>> begin
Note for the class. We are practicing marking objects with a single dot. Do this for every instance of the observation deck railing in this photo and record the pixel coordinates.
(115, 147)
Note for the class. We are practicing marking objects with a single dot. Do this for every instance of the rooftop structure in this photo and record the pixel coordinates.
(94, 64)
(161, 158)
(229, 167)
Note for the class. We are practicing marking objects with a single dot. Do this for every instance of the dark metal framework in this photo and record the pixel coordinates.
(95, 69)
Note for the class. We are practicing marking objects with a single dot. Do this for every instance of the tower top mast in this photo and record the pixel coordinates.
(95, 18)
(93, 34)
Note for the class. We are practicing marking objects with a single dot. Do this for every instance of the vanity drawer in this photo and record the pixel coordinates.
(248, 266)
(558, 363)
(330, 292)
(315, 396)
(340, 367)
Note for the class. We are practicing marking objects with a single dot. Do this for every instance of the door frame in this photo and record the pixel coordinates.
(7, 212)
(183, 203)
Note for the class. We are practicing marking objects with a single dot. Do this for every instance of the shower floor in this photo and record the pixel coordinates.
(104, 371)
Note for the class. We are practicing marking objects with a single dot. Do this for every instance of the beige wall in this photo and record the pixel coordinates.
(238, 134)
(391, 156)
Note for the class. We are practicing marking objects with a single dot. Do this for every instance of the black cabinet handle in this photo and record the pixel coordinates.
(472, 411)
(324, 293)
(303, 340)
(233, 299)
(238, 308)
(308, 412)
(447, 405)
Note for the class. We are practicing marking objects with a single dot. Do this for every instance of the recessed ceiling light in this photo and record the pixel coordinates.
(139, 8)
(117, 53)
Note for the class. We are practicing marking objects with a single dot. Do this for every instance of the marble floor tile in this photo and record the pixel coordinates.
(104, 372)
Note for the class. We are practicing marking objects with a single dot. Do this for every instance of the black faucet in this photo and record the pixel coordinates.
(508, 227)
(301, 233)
>> end
WHAT TO WORK ON: Please copy out every one of the lines above word for word, in the same order.

TASK OUTPUT:
Note for the class. We are practicing marking objects with a single dot. Do this for every instance of the observation deck railing in this photo and record the pixel coordinates.
(115, 147)
Note for the class. We are practicing marking objects with a single dot. Do this for every instance of the rooftop structure in this photo and record the pixel coordinates.
(94, 64)
(161, 158)
(229, 167)
Note for the class. We are practicing marking objects with a single dot. Do this for every instance of the dark metal framework in this photo and record the pixel coordinates.
(95, 69)
Note for the class. We are practicing marking objects with a single dot. Do this for every instance of the tower top mast in this photo and record the pixel coordinates.
(95, 18)
(93, 34)
Note for the class. We are practicing marking objects with a single dot. Do this for every instance of the vanity drawer in this photo and record the pixel coordinates.
(248, 266)
(558, 363)
(330, 292)
(315, 396)
(340, 367)
Note for the class. We are practicing marking objects with a single dot. Do this for every instance of the door frame in this photo and record the pixel coordinates.
(7, 212)
(183, 203)
Note for the class. We are practicing marking objects with a single dot. Do this for every instance of the shower floor in this photo and record the pixel coordinates.
(104, 371)
Note for the class. We are practicing marking objects with a single dot. Do this for every instance of the beige wall in this photo and record the pixel coordinates.
(238, 134)
(391, 156)
Note for the class. We are practicing marking objects with a single dot. Do this for every instance of the black cabinet handle in this photo and record the pixel coordinates.
(472, 411)
(324, 293)
(303, 340)
(233, 299)
(238, 308)
(308, 412)
(447, 405)
Note for the class. We are practicing marking objects with a single dot. Do this for every instance of the recessed ceiling light in this photo and record the pixel coordinates.
(139, 8)
(117, 53)
Note for the class. We are practicing marking objects with a single dot. Do this for every instance of the marble floor tile in this photo and record the pixel coordinates.
(104, 372)
Note for the class. We are practicing marking objects with a single dot. Do this for every instance of the black faucet in this photo and record the pixel coordinates.
(508, 227)
(301, 233)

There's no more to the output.